(Rows from a pointing dataset)
- - - -

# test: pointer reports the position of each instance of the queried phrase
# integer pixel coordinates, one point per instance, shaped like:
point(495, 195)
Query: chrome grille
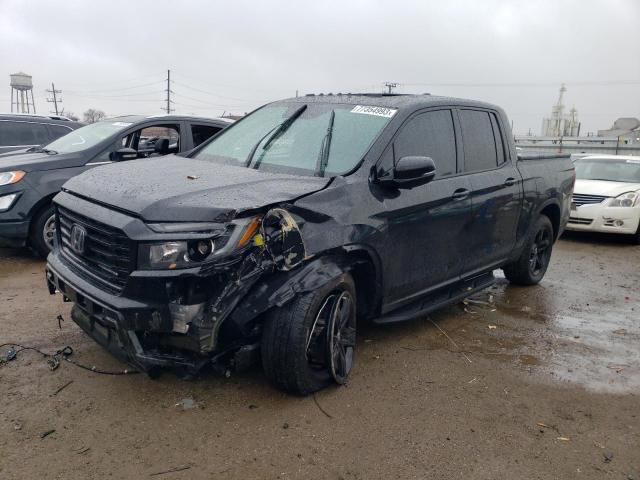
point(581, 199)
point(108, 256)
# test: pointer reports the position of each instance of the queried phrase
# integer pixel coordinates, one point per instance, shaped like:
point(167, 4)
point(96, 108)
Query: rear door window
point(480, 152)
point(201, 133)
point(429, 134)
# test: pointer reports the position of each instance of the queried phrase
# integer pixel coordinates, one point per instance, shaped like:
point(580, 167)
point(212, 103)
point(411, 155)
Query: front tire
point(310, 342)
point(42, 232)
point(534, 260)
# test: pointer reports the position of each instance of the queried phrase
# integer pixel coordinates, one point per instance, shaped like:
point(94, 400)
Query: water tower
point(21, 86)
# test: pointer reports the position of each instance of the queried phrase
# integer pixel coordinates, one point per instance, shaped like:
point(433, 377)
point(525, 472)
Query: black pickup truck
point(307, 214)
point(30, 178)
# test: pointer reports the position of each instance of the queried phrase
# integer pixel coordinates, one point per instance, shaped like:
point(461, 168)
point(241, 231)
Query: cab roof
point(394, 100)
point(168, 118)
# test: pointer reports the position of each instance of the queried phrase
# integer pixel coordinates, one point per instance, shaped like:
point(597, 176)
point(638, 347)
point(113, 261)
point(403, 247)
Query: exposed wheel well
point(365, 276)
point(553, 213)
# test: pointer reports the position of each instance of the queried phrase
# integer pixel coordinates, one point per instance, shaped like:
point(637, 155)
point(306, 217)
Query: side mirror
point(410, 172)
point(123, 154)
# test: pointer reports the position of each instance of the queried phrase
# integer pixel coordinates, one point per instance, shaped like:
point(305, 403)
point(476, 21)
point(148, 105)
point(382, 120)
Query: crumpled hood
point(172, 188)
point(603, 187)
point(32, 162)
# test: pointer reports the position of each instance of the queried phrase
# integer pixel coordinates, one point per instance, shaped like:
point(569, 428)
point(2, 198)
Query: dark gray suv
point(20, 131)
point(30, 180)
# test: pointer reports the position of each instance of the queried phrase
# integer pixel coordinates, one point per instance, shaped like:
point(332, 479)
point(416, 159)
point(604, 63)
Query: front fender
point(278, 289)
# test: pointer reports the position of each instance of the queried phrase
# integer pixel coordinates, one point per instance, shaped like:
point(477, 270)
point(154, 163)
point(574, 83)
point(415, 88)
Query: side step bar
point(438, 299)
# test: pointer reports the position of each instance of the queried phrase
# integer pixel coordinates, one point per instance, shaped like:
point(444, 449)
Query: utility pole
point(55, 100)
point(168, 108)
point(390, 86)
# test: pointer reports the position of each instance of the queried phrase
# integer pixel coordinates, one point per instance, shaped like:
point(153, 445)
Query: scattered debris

- - - -

WORK TO DO =>
Quote in full the listing given above; the images are to be left out.

REPLY TO THE EXERCISE =>
# test: pointer reports the position of each instance of the queried phrase
# integer pixel coordinates, one point per instance, shaped like:
point(495, 195)
Query: chrome grille
point(581, 199)
point(108, 256)
# test: pointer reports the position of each instance of the queried phrase
# integer pixel coordinates, one point per instance, shaped like:
point(167, 4)
point(96, 108)
Query: rear door window
point(480, 152)
point(201, 133)
point(429, 134)
# test: pointer reports the position of each instance of the queried phrase
# integer pixel coordinates, one point per instance, shaped like:
point(580, 167)
point(212, 103)
point(411, 155)
Query: front tire
point(310, 342)
point(42, 232)
point(534, 260)
# test: pointer reports the position of each instance of the queried phrase
# integer pixel coordinates, one point per instance, shaped like:
point(94, 400)
Query: water tower
point(21, 86)
# test: pointer reports the position of each instance of the queried phrase
# integer pixel coordinates, one point per instance, shaped like:
point(433, 377)
point(525, 472)
Query: black pickup truck
point(307, 214)
point(30, 178)
# test: pointer reports the position of each instance of the queried phrase
# integer pixel coordinates, one point per instance, shaped like:
point(461, 168)
point(241, 231)
Query: cab roof
point(394, 100)
point(168, 118)
# test: pointer reports the position of each instance of the queried phrase
# integer pixel coordinates, one point per instance, shaped like:
point(597, 176)
point(638, 347)
point(113, 261)
point(403, 247)
Query: exposed wheel well
point(365, 276)
point(553, 213)
# test: pointer reports the position of each instance of the queried phrase
# integer pixel coordinates, one point per instance, shaped like:
point(637, 155)
point(306, 217)
Query: side mirror
point(410, 172)
point(123, 154)
# test: pointer reports the position of each instance of the queried phrase
# integer pixel coordinates, one point per instance, shaped like:
point(305, 403)
point(476, 21)
point(148, 105)
point(382, 120)
Query: crumpled hood
point(172, 188)
point(603, 187)
point(32, 162)
# test: pointer reports the position of each instance of the queried phrase
# integer pixel coordinates, one point per instance, shaped like:
point(569, 428)
point(2, 198)
Query: dark gray suv
point(20, 131)
point(30, 180)
# test: pointer reports the position of each instance of the queried phrase
# integer pixel coordinates, one point per instance, shaped like:
point(332, 479)
point(416, 159)
point(604, 63)
Query: front fender
point(278, 289)
# test: pointer reports the position of each instance of the queried phrase
# integer pixel coordinates, one point per instance, shaped like:
point(477, 270)
point(154, 163)
point(574, 83)
point(415, 88)
Query: side step bar
point(438, 299)
# test: pointer reports the position of each instance of the queried phrase
# integer pixel coordinates, one point per instance, shaped like:
point(444, 449)
Query: utility pole
point(55, 100)
point(168, 108)
point(390, 86)
# test: pointer reports the position of each instance of the queried phrase
# integer pixel coordinates, one point per instance, shaped like:
point(153, 445)
Query: scattered debris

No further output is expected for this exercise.